::: Exercise material :::

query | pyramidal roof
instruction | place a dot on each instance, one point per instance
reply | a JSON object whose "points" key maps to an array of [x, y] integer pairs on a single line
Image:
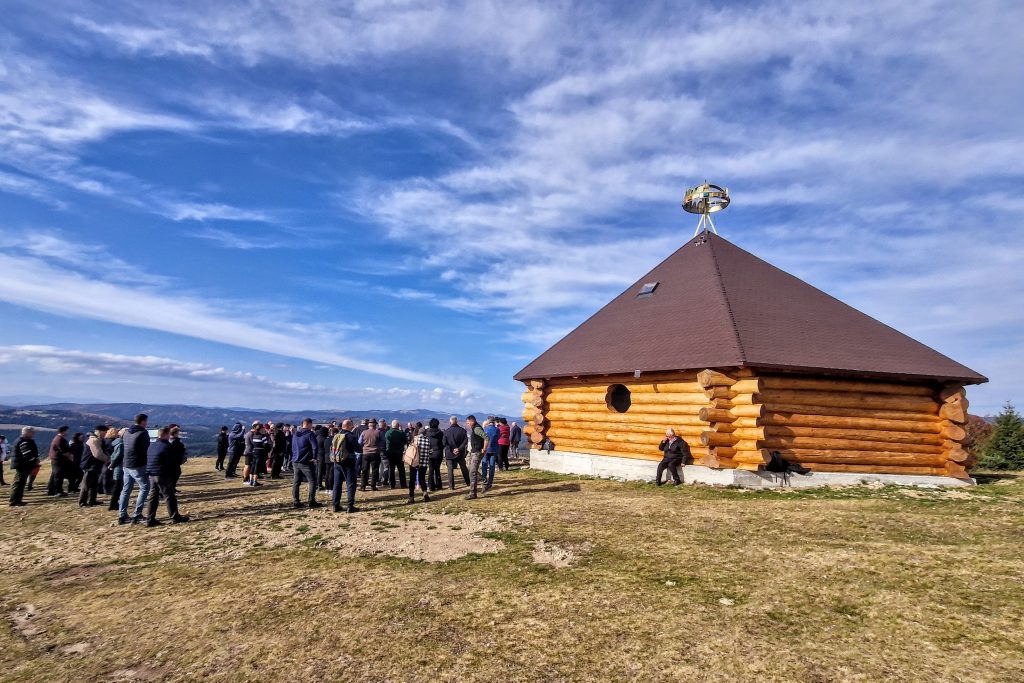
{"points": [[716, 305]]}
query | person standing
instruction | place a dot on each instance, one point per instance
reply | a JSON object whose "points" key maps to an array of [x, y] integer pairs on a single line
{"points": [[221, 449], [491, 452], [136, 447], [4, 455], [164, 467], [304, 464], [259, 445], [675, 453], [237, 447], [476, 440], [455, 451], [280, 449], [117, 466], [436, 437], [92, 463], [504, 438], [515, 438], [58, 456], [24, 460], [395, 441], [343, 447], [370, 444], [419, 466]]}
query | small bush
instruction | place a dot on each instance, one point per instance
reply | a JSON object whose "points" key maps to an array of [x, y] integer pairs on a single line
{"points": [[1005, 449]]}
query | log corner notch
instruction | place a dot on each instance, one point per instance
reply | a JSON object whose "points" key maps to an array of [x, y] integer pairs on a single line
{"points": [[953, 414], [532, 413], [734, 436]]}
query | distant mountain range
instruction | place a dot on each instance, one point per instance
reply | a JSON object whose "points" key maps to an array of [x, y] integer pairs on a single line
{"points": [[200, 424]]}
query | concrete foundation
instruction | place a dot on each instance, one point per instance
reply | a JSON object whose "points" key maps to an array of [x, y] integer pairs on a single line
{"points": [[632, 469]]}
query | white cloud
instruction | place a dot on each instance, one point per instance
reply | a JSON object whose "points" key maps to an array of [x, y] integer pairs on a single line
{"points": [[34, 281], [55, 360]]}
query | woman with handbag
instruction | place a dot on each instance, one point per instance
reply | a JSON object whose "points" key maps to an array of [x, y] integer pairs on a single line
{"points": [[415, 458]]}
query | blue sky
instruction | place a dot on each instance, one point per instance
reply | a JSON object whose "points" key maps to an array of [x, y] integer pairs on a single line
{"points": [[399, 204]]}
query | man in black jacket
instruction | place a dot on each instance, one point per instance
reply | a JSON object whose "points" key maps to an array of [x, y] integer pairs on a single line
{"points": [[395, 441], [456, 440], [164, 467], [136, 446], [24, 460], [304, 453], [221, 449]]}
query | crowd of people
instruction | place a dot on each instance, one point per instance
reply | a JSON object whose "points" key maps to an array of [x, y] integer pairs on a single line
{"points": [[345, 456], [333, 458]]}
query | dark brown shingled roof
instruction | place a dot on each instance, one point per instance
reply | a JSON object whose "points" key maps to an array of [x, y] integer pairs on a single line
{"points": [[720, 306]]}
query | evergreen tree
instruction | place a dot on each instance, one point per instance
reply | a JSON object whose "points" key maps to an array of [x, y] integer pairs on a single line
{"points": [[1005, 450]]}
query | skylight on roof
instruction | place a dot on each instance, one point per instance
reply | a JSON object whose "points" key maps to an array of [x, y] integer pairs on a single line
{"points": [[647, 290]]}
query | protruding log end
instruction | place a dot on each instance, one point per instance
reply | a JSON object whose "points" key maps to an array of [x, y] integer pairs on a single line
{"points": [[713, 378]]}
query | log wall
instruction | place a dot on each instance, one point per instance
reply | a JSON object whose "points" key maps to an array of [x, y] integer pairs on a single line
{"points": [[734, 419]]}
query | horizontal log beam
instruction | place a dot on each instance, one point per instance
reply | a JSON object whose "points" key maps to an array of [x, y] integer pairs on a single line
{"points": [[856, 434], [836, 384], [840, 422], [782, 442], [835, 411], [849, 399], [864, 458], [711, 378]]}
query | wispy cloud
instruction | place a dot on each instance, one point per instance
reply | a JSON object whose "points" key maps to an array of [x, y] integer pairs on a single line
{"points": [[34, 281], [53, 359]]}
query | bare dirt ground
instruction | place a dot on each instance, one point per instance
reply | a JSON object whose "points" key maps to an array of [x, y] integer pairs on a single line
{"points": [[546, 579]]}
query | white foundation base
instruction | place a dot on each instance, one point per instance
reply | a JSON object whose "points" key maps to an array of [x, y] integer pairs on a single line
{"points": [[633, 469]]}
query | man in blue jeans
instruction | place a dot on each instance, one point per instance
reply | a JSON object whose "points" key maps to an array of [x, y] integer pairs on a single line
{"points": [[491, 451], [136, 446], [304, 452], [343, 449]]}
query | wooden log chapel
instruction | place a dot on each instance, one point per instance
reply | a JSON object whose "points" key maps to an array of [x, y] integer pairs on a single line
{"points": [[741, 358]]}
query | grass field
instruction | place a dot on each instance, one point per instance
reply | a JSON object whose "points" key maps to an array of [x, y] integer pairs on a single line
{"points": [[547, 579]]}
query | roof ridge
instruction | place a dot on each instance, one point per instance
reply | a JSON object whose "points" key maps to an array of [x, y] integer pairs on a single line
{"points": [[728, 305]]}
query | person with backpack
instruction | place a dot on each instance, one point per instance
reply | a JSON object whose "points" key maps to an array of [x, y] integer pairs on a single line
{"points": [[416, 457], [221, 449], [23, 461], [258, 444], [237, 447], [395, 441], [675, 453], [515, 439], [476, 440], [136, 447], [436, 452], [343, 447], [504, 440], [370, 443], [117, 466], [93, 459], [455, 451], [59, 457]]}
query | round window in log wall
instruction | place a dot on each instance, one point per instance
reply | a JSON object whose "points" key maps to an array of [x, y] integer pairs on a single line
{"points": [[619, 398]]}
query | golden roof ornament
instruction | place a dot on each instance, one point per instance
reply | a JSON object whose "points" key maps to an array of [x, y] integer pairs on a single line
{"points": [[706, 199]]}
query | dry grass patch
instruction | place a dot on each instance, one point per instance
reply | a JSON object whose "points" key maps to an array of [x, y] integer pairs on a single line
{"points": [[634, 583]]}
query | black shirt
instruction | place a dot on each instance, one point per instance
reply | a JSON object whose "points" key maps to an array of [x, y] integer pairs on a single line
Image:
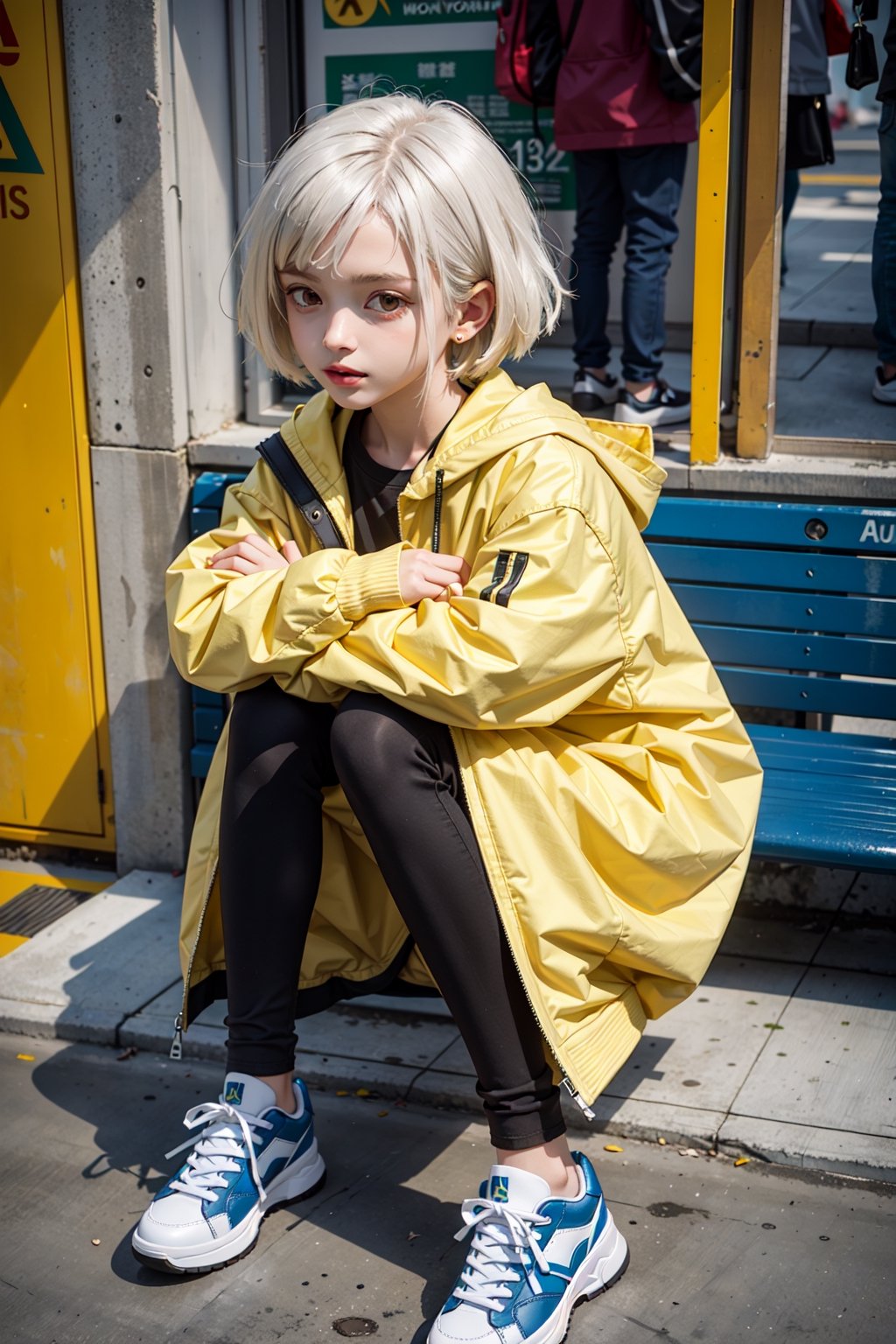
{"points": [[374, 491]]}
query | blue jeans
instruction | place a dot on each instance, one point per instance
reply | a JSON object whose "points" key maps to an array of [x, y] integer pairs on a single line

:::

Repeat nothing but the lines from the one containing "query | dry grass patch" through the end of the entries, exactly, and skip the pictures.

Solved exercise —
query | dry grass patch
instruction | place a dot on each instance, one point per instance
reply | a JSON object whose "points" key maps to an array of [x, y] integer pairs on a single line
{"points": [[634, 583]]}
query | black shirt
instruction | place a dot on each instance, one point per instance
reply | a JSON object whose "points" key maps to an array of [x, y] integer pairs on a single line
Image:
{"points": [[374, 491]]}
query | blue jeans
instruction | place a dot on each instance, one point per instance
reply | a JSON object whose "points" key maps to an array of [x, y] integer pairs on a single line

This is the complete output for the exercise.